** Opening DATA RECORDS block **
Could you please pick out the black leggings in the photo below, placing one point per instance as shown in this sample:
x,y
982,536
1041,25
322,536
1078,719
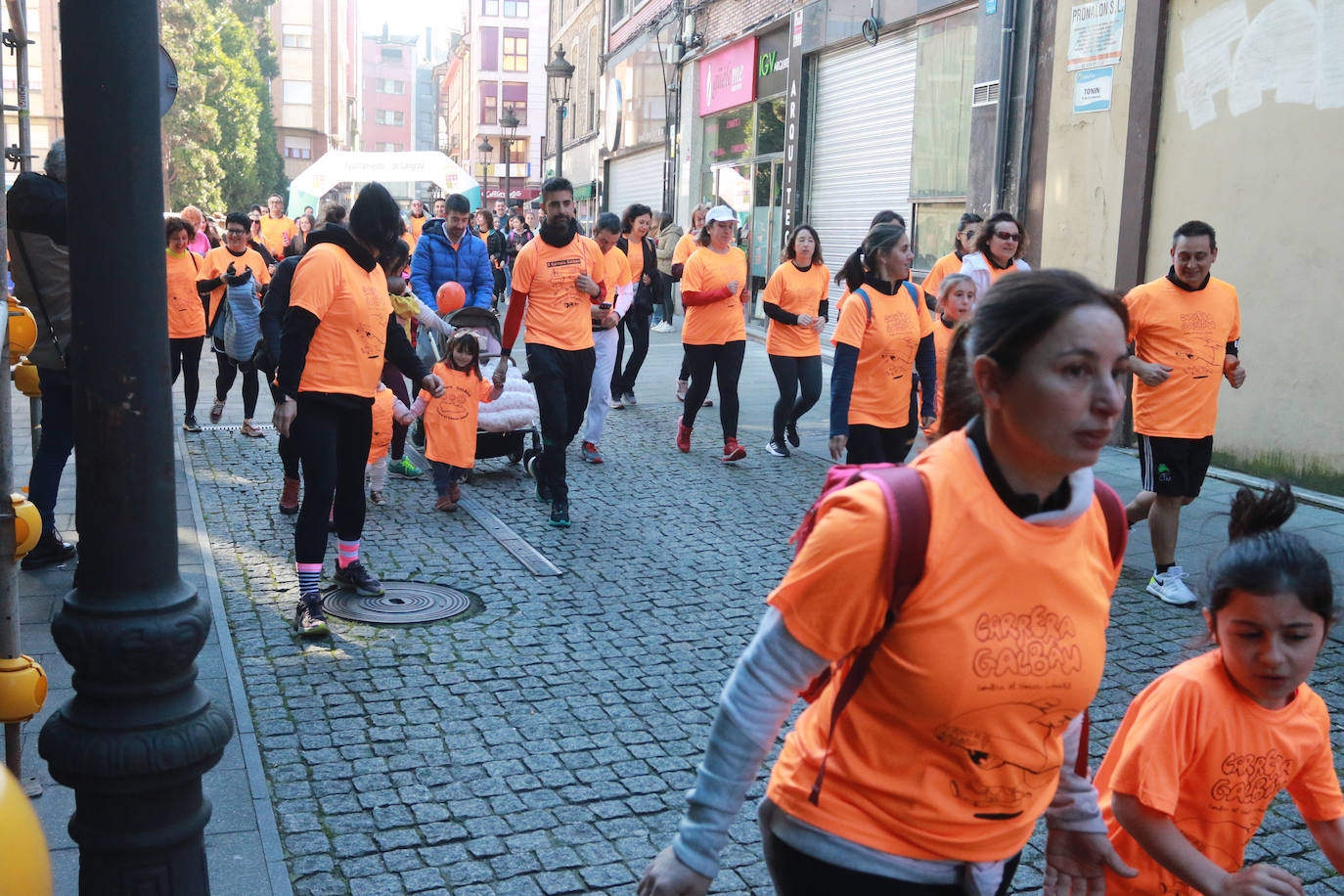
** Closing DATA RECORDS block **
Set down every entry word for word, but omit the pictures.

Could you please pick out the black leggings in the photo below, placing one point per instance as shown in this sample:
x,y
982,536
1041,25
322,536
1078,719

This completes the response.